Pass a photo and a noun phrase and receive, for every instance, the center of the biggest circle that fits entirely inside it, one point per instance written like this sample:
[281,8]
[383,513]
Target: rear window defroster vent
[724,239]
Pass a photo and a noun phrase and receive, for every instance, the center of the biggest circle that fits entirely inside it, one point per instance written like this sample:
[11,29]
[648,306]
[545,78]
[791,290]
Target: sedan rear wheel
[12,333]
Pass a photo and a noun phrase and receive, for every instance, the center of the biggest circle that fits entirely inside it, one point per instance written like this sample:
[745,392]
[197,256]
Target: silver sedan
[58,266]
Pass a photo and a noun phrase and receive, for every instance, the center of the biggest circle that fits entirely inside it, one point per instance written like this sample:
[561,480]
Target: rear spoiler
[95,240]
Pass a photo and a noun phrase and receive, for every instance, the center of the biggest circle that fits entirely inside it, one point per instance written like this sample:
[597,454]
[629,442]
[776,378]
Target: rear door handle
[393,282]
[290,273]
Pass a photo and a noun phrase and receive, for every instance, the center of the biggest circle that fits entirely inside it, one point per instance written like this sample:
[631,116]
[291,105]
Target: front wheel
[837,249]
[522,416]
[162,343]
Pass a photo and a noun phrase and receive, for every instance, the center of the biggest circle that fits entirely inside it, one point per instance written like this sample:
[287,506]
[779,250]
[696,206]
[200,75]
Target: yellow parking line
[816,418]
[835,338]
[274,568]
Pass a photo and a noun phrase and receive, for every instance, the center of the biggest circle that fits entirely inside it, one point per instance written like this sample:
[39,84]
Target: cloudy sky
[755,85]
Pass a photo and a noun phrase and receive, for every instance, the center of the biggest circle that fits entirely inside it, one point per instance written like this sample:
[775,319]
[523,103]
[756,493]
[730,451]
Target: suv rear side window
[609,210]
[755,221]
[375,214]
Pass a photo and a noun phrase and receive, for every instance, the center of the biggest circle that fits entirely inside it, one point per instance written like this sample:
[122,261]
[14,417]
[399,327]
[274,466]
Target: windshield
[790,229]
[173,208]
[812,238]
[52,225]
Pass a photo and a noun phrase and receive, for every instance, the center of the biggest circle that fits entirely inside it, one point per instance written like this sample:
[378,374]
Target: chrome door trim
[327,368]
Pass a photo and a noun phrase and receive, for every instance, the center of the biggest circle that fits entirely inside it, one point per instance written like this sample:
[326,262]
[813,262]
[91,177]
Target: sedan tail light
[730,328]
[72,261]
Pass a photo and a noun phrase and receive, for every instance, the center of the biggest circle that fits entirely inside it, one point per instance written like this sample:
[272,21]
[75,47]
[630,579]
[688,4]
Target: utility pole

================

WORK TASK => A word-for-word copy of all the entries is required.

REPLY =>
Pass a photo and a noun phrase and receive, for every instance, the center of the biggest circle that fits entirely inside it, one point per instance written like this sample:
[281,8]
[383,513]
Target: rear window defroster vent
[724,239]
Pass a photo and a noun phrase and receive, for every instance, the center of the biggest circle that fits entirely inside it, one point per instance written like this sample:
[11,29]
[648,306]
[545,78]
[791,290]
Target: sedan rear wheel
[12,333]
Pass a photo and a noun phrase and receive, for every instance, the center of the biggest circle that fits entirely inside it, one point per instance written like this sample:
[745,392]
[197,256]
Target: silver sedan
[58,266]
Pass a photo and a noun phrase and receive, for every instance, the center of the biggest circle that fits entirely inside it, one point per instance written like this sample:
[561,480]
Target: rear spoiler
[95,240]
Pass a photo and a noun phrase and receive, for every instance, the center of the biggest circle that fits entirely inside it, one point per instance written like this sample:
[597,454]
[629,442]
[776,378]
Target: rear door handle
[393,282]
[290,273]
Pass a photo and a noun phrase and receive, for every instance, the center of the biggest circle that fits entirely inside it, one point per instance written like this sample:
[631,116]
[291,105]
Target: front wheel
[837,249]
[522,416]
[162,343]
Pass a photo and a noun phrase and receive, for every instance, the center of the biggest circle that fits entirely inside it, one point per instance written like this sample:
[287,506]
[779,250]
[696,206]
[200,75]
Target: yellow parking line
[816,418]
[835,338]
[274,568]
Pass a photo and a noun phrase and receive, for every instance, the center of the biggest circle that fits entirely inside it, one point per instance written like this sample:
[39,84]
Target: cloudy sky
[755,85]
Pass a photo and a noun phrase and receive, for every instance, the center of the biggest circle that fits entirely inside it, one point per instance written like this sample:
[775,319]
[523,103]
[756,493]
[730,451]
Target: suv rear side window
[609,210]
[755,221]
[375,214]
Pass a photo and a noun phrase and receive, for every instance, the center of the biggest circle that fits entirely inside it, one point per instance written like this sample:
[122,261]
[14,417]
[399,327]
[274,466]
Target: windshield
[790,229]
[173,208]
[812,238]
[52,225]
Pass a photo and a noun phrase and receive, for every instance, the center of the biggest circle that fits entirely inside it, one point per instance written like this sample:
[378,374]
Target: chrome door trim
[327,368]
Pass a photo and a noun phrase and receive, for every instance, the center of the biggest circle that fits entirely inside it, one point per instance written like this sample:
[326,262]
[813,262]
[91,177]
Target: sedan tail light
[730,328]
[72,261]
Pass a photo and a noun phrase and receive, for every instance, the center of the biggest circle that fits entirely inside it, one point per instance written like this sample:
[272,21]
[75,47]
[630,579]
[688,4]
Target: utility pole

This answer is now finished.